→ **Work task**:
Take the data below and extract the lines from the one with "Query: sneaker toe cap" to the one with "like [609, 542].", inclusive, exactly as written.

BEGIN

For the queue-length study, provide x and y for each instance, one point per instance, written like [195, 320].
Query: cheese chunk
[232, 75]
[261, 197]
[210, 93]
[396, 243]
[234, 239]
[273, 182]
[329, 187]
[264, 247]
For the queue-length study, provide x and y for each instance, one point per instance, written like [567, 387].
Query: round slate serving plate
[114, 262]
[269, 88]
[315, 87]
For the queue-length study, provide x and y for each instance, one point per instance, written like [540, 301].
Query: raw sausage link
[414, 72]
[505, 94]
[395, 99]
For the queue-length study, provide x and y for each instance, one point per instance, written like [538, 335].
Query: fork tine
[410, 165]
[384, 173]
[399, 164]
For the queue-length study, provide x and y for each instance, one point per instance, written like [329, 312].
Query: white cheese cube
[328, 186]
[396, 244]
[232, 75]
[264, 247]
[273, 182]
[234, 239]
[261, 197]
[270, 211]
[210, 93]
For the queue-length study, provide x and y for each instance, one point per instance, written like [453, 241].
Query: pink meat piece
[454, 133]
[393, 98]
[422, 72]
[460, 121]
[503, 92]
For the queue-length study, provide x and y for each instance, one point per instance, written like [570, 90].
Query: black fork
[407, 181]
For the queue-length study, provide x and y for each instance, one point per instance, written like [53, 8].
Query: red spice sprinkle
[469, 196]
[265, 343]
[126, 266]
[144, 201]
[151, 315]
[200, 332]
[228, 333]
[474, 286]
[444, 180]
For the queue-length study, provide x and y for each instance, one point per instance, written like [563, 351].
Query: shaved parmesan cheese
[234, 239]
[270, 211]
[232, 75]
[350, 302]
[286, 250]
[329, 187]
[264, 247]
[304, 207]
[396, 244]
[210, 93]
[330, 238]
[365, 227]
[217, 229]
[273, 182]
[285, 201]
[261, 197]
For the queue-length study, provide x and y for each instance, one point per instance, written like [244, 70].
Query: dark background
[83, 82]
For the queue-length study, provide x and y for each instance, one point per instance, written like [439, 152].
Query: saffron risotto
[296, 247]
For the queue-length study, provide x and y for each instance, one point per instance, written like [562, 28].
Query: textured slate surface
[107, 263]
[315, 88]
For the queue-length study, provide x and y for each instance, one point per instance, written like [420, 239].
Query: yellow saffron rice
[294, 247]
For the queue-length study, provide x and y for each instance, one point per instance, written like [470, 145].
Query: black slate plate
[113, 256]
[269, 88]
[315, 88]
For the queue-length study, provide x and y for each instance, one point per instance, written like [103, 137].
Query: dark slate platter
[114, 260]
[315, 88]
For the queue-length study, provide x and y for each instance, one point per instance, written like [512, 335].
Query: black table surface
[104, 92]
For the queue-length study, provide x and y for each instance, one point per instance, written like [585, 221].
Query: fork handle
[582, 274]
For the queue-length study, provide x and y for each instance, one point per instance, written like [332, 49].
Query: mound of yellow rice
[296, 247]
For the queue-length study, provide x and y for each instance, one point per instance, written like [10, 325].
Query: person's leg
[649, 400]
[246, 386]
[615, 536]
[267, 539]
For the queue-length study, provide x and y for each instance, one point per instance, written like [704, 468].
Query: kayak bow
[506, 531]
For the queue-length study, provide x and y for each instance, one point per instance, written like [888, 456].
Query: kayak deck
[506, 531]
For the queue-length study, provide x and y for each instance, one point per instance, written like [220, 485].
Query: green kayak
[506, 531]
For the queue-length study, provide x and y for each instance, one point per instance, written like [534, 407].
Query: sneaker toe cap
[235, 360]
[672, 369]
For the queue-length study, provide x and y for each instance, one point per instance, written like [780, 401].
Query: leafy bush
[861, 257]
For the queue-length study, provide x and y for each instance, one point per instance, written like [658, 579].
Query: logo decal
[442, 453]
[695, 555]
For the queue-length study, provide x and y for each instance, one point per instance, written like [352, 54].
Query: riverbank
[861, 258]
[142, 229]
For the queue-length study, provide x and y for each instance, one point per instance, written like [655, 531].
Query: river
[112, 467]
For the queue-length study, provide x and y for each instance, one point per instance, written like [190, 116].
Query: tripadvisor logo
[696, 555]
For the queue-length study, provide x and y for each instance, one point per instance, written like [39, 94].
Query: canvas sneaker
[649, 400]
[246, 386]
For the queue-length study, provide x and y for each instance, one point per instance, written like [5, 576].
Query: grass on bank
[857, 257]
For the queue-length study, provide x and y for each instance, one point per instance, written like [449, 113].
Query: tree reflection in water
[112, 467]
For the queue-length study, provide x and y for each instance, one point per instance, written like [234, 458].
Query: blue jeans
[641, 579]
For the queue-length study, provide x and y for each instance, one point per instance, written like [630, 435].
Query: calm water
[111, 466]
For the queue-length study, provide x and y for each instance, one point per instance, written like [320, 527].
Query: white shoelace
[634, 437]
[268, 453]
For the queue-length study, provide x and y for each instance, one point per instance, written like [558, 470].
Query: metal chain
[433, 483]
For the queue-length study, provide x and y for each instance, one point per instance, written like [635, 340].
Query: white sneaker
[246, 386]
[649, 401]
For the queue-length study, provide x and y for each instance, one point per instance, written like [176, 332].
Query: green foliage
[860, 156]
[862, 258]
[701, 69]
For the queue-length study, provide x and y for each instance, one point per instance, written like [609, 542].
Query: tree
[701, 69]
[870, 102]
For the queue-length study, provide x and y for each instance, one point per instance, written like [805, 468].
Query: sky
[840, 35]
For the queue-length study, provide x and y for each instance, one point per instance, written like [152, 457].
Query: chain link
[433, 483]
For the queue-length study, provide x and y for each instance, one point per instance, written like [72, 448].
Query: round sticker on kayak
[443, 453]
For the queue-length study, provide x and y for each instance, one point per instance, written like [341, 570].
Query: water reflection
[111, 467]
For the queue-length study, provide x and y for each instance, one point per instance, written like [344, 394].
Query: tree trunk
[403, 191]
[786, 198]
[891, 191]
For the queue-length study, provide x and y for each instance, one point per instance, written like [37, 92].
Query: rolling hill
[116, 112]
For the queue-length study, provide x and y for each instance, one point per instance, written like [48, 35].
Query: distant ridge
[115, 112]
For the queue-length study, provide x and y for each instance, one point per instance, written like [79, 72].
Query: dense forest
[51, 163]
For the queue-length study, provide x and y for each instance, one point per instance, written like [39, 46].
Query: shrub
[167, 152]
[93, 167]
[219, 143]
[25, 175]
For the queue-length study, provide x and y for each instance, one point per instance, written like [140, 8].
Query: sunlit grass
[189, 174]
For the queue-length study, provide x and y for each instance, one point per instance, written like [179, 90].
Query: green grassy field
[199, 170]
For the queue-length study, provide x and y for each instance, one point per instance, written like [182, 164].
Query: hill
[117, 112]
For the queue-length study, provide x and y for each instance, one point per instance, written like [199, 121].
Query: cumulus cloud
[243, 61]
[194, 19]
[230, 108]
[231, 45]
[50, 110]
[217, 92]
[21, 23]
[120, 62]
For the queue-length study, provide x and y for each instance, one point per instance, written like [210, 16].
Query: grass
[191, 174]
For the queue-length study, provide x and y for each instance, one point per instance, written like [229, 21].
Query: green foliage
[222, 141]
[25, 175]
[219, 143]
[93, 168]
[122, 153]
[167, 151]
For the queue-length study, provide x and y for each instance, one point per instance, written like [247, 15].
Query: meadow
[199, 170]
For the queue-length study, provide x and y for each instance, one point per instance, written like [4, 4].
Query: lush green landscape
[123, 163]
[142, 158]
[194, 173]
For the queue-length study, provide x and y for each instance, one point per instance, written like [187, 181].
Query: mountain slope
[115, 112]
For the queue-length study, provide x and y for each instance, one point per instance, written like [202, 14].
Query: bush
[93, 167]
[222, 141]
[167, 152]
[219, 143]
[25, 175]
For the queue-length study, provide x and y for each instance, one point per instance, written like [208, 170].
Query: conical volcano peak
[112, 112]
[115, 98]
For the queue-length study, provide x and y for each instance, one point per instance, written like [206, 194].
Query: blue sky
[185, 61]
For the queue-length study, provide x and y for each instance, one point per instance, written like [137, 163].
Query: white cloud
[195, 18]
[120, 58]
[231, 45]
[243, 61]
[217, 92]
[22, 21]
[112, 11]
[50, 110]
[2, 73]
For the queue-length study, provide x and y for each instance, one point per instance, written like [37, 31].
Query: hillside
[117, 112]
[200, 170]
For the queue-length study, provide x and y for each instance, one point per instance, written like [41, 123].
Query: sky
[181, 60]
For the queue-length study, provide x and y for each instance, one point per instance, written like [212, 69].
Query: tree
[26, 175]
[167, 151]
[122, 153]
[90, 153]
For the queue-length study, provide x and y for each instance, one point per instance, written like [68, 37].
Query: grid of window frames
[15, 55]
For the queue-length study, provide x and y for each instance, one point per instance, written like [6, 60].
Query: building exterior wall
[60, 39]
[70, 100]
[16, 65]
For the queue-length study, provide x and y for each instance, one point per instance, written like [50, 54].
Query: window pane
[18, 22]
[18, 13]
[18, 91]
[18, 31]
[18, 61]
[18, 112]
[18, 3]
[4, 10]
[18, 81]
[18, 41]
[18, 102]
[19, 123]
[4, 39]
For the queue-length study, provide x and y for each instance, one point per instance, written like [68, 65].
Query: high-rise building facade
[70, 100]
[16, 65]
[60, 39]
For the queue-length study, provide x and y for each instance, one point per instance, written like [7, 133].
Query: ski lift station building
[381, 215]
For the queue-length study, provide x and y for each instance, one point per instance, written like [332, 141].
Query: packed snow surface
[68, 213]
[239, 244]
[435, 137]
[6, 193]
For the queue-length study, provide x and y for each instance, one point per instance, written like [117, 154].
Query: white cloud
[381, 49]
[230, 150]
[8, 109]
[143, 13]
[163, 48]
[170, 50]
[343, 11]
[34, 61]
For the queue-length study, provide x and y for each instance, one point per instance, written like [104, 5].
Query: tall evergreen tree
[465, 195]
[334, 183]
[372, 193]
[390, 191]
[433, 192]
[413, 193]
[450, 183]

END

→ **Solution for this task**:
Query: sneaker toe cap
[235, 360]
[672, 369]
For the queue-length study, provide x and y for each instance, one point per instance, written like [780, 401].
Query: leafy bush
[861, 257]
For the queue-length study, provide x and y for each instance, one point per instance, written like [658, 579].
Query: logo decal
[442, 453]
[695, 555]
For the queue-length study, provide x and y for each instance, one point per instance, written like [352, 54].
Query: riverbank
[861, 258]
[142, 229]
For the queue-length study, provide x and y for each instance, one point per instance, written like [655, 531].
Query: river
[112, 467]
For the queue-length study, provide x and y for each instance, one point per instance, written like [190, 116].
Query: tripadvisor logo
[696, 555]
For the queue-length study, provide x and y for each instance, one point per instance, written like [39, 94].
Query: canvas sneaker
[649, 400]
[246, 386]
For the queue-length study, provide x and y for each instance, one point per instance, written like [5, 576].
Query: grass on bank
[857, 257]
For the queue-length study, provide x and y for each instance, one point per instance, written like [449, 113].
Query: tree reflection in water
[112, 467]
For the queue-length study, provide x and y for each instance, one point per instance, written like [234, 458].
Query: blue jeans
[641, 579]
For the queue-length study, provide x and y for each instance, one point per instance, written like [630, 435].
Query: calm water
[111, 466]
For the queue-length study, provide x and y for each instance, one point per instance, written like [320, 527].
Query: white shoelace
[634, 437]
[268, 453]
For the queue-length study, provide x and y for each instance, one point per instance, written like [558, 470].
Query: metal chain
[433, 483]
For the queue-length study, provide x and y for each instance, one point per instance, written like [635, 340].
Query: white sneaker
[246, 386]
[649, 401]
For the queue-length study, provide x and y for each instance, one point per instance, written like [176, 332].
Query: green foliage
[860, 156]
[862, 258]
[701, 69]
For the queue-length study, provide x and y for each instance, one point per instance, written like [609, 542].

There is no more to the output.